--- REQUIRED WORK ---
Copy the stretch from the line containing "mark every red" through the line containing "808, 63, 1055, 193", swapping "facade" for "frontage" and leaving everything else as is.

--- DATA PROVIDED ---
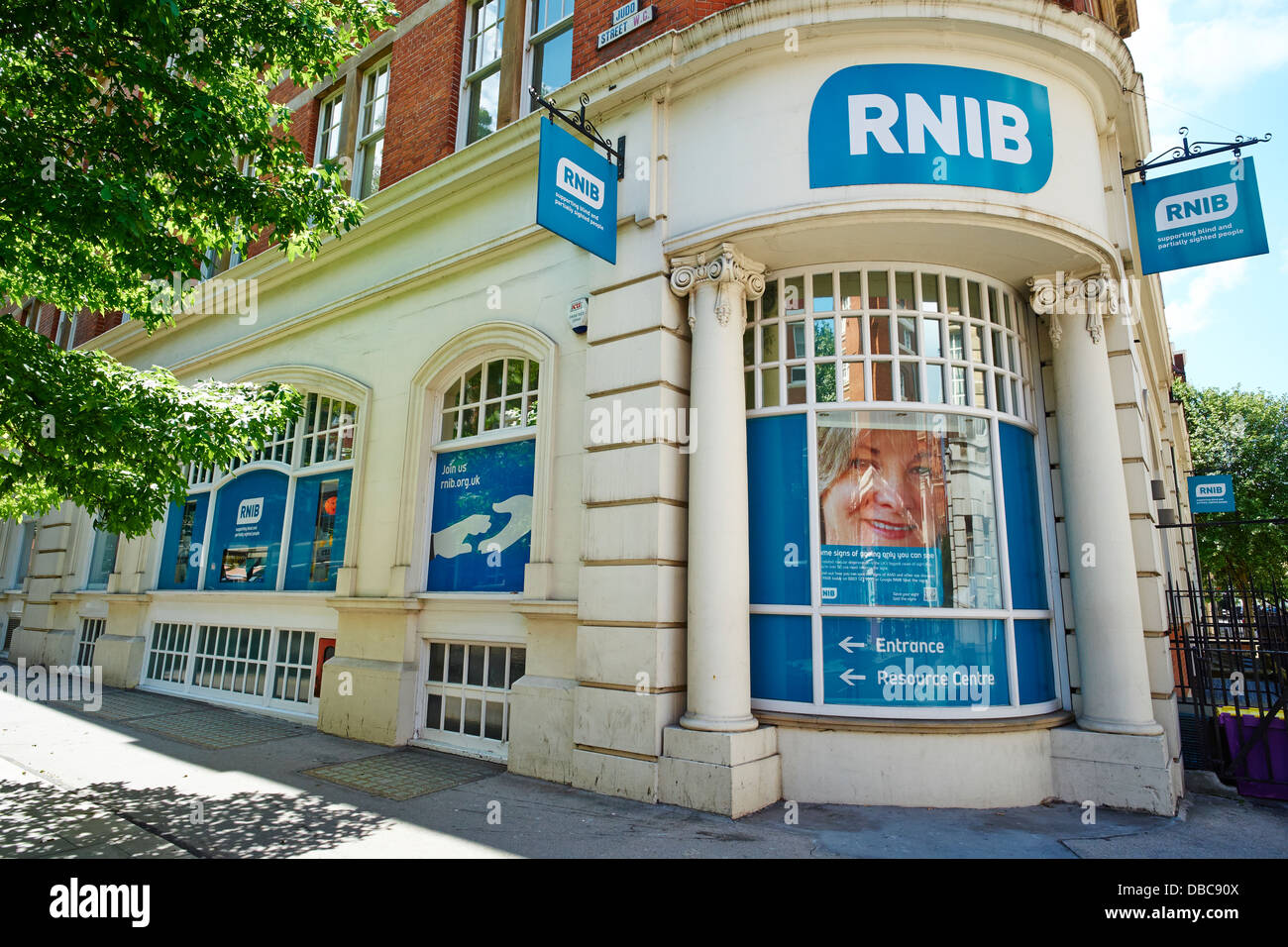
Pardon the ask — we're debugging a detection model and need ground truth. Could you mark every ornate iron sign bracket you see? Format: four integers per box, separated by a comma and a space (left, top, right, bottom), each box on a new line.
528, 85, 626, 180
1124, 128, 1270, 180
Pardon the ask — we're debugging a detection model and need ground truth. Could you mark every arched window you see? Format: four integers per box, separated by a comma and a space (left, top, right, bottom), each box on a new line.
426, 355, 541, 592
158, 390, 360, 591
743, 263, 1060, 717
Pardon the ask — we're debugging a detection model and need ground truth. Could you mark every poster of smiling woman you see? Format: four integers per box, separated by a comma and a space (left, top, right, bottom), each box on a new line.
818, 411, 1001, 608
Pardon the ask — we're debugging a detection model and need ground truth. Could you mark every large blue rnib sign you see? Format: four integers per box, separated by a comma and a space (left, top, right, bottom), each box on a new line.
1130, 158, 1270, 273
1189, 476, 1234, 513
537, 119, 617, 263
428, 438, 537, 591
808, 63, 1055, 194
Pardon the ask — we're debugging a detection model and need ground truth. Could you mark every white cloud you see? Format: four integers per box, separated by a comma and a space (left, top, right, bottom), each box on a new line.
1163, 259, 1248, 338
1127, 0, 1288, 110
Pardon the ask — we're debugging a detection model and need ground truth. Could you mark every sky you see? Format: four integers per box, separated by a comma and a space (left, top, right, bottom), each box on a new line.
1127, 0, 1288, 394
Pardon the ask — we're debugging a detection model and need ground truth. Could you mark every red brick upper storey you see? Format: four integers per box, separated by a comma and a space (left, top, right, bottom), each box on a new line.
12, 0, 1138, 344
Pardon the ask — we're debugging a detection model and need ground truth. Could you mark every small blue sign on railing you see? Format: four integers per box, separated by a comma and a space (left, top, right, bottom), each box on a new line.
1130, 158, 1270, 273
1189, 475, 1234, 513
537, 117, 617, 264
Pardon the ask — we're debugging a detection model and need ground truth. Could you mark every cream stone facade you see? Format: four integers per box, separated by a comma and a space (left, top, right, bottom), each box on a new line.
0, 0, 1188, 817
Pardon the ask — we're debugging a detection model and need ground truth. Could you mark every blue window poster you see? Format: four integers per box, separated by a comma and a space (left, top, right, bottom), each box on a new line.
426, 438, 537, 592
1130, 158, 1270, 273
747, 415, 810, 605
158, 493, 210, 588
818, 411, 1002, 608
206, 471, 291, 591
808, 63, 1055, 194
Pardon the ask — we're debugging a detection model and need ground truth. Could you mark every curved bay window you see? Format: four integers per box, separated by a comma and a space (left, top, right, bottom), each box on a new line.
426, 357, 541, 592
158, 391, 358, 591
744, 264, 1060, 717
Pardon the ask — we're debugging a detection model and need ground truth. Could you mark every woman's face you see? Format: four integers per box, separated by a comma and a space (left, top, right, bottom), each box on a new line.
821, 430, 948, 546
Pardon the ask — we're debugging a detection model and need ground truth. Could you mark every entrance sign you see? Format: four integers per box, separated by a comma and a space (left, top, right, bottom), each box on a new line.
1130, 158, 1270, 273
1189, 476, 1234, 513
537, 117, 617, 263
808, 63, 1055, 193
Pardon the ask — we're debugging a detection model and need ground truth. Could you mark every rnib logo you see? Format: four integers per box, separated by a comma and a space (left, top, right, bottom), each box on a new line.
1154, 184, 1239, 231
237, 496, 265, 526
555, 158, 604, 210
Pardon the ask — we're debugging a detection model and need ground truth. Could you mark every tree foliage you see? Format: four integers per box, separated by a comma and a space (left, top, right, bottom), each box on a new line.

--- EXERCISE SOLUTION ---
Pardon the ask — we're debugging a detection model and need ground truth. Could you mark every red brick upper storey you see? Format: four integers per box, separated by a comma and a space (left, top, right, bottom), each box on a new line.
12, 0, 1138, 344
Pardon the ask — we're debugging a detection model and need ground truth. Could you mark every small blue sign on railing you see? Format: four integers per box, separated by a comma and a space (left, top, right, bottom), each box on a new line.
1130, 158, 1270, 273
1189, 475, 1234, 513
537, 117, 617, 264
Pardon the ask — we're debugging a detection model and need ground truth. Could you mark every cream stone frontage you see? Format: four integers per box, separated by a comma and a space (left, top, right, bottom), each box on a new line.
0, 0, 1188, 817
Pardon the ask — we're debugging a detection model and need ground truth. Could you mark every blue window poster you see? Format: four integers per box, separated by a comma and a space (left, top, right, bottom), each box on a new line.
426, 438, 537, 592
1130, 158, 1270, 273
747, 415, 810, 605
158, 493, 210, 588
818, 411, 1002, 608
206, 471, 291, 591
808, 63, 1055, 194
Pardon the ask — we're debugging a detection model and need ground truth. Could you mark every curved bay window you see? Format: four integers per box, separated by a comma and a space (left, top, right, bottom), each box on a new line.
426, 357, 541, 592
158, 391, 358, 591
744, 264, 1060, 717
Pardon the ask — we're debugging a detection model and need ground truth. Could you mark every woman's face you see? Format: four integers per box, separated by a comma and a space (left, top, right, bottom), each box on a new line.
821, 430, 948, 546
Pardon the ask — we're debugging a detection model and need ground truth. Could you mark every entrance sign you see? Format: four integers per box, separated by a comma and a space (left, top, right, bottom), each box on a new line.
1130, 158, 1270, 273
1189, 476, 1234, 513
537, 117, 617, 263
808, 63, 1055, 193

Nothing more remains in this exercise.